TEXTE À LIRE
··········

Au début, l'histoire se répète à l'identique : l'institution financière soumet à ses clients une modification de ses conditions d'utilisation afin d'autoriser l'exploitation des informations relatives à leurs transactions dans le but de leur proposer des promotions ciblées. La presse s'empare de l'affaire, les consommateurs s'indignent et interpellent l'organisme public en charge de la protection des données personnelles… qui réagit cette fois par une mise au point en forme d'interdiction adressée à l'ensemble de la profession.
Pour ce que j'en comprends, la position [PDF] de l'AP (Autoriteit Persoonsgegevens, équivalent néerlandais de la CNIL française) s'appuie sur une lecture rigoureuse du RGPD (Règlement Général sur la Protection des Données) entré en application dans l'Union Européenne il y a un peu plus d'un an. Ainsi, selon son interprétation, les banques ne peuvent pas utiliser les données collectées sur les opérations de leurs clients – y compris si elles demandent et obtiennent l'accord de ces derniers – à d'autre fins que leur destination initiale, à savoir des services de paiement ou de retrait.
L'alerte est suffisamment puissante pour conduire ABN AMRO à suspendre ses propres pratiques, en attendant une clarification. Également signalées par certains de ses clients au gendarme des données, celles-ci semblent pourtant plutôt bénignes, voire positives pour leurs « victimes », puisqu'elles ne concernent que des recommandations de produits de la banque ou des conseils pratiques contextuels, tels que le verrouillage des paiements à l'étranger lors de la détection d'un retour de voyage ou l'invitation à effectuer un remboursement anticipé de prêt en cas de disponibilités sur le compte…
Il n'est pas question ici de contester la légitimité du texte, ni l'argumentaire de l'agence néerlandaise. En revanche, il vaut de s'interroger sur les conséquences de ses conclusions, car elles introduisent – par l'intermédiaire d'une autre réglementation européenne (la DSP2) et ses obligations d'ouverture et de partage des données de paiement – une distorsion de concurrence pour le moins embarrassante.

··········

LIGNES
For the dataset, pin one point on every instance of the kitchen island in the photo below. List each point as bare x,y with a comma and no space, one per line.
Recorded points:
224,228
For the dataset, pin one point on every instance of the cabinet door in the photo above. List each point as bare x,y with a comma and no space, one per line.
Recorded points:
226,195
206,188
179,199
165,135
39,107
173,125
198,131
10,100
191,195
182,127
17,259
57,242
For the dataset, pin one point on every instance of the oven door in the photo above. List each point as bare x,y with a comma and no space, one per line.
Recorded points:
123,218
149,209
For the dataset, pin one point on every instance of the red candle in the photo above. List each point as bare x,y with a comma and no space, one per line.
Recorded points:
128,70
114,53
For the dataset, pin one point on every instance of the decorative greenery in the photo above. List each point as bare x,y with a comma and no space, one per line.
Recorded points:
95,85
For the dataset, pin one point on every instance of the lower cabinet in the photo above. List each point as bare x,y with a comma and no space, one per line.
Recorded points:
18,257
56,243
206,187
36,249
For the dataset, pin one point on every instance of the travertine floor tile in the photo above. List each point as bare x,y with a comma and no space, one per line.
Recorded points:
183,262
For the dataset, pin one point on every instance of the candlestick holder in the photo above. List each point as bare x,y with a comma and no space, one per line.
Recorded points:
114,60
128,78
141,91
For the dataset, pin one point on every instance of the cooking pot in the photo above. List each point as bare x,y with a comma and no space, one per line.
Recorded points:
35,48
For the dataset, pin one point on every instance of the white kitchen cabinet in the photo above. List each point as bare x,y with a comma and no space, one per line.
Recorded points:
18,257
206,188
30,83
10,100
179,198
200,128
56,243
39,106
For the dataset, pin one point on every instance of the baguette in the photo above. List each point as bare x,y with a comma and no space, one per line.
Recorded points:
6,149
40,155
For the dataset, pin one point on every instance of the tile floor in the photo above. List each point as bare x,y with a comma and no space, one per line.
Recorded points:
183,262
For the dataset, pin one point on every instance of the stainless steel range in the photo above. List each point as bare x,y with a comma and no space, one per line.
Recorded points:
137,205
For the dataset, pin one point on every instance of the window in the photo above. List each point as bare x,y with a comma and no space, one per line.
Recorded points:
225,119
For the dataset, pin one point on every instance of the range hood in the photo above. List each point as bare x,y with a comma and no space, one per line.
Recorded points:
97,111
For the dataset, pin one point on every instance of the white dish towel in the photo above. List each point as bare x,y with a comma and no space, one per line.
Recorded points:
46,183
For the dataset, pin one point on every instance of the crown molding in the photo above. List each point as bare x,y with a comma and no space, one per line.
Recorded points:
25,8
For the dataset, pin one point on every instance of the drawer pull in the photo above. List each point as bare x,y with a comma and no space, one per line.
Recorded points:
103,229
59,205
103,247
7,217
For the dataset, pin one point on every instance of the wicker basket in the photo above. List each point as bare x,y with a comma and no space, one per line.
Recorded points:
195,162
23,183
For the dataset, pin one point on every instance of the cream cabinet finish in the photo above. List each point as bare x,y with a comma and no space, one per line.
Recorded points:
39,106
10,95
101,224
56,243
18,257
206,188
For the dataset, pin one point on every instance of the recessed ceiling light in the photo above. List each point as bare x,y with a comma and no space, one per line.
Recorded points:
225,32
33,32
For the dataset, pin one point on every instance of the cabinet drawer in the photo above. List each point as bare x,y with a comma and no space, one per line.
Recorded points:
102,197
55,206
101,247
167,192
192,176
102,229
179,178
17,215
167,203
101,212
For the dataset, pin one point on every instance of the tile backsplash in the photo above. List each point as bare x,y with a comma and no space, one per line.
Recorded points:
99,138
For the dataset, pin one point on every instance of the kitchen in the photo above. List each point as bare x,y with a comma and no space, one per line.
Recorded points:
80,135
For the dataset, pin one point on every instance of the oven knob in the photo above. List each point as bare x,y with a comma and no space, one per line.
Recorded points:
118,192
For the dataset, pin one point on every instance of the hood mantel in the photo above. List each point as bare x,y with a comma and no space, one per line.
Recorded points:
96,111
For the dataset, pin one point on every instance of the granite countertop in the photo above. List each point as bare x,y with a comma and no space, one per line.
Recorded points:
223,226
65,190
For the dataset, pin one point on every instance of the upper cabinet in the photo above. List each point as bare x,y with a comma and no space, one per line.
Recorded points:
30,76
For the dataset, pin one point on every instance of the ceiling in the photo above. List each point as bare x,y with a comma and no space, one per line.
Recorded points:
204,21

··········

CONSIGNE A
Recopiez le passage du texte sur l'usage des données bancaires qui commence par « Au début, l'histoire » et se poursuit jusqu'à « de la profession. ».
CONSIGNE B
Prolongez le texte sur l'usage des données bancaires en reprenant après sa dernière phrase.

RÉPONSE ATTENDUE A
Au début, l'histoire se répète à l'identique : l'institution financière soumet à ses clients une modification de ses conditions d'utilisation afin d'autoriser l'exploitation des informations relatives à leurs transactions dans le but de leur proposer des promotions ciblées. La presse s'empare de l'affaire, les consommateurs s'indignent et interpellent l'organisme public en charge de la protection des données personnelles… qui réagit cette fois par une mise au point en forme d'interdiction adressée à l'ensemble de la profession.

RÉPONSE ATTENDUE B
Pour ne prendre qu'un exemple, en projetant le principe dans l'hexagone, une startup (telle que Joko, qui faisait la une récemment avec sa levée de fonds) n'est embarrassée d'aucun obstacle sur la finalité originale de la captation des données de paiement qu'elle utilise pour récompenser ses utilisateurs, tandis que ce prétexte pourrait être retenu afin d'empêcher une banque de développer une solution similaire (tuant au passage les jeunes pousses qui les accompagnent dans ces initiatives, à l'instar de Paylead).
La logique qui prévaut dans la directive des services de paiement est que les informations recueillies sur les transactions appartiennent à l'individu qui les réalise et qu'il peut donc en disposer à sa guise. Il paraîtrait logique que les banques soient aussi en mesure de profiter de ce point de vue, ce qu'elles considéraient, jusqu'à maintenant, comme acquis à partir du moment où un consentement explicite était recueilli.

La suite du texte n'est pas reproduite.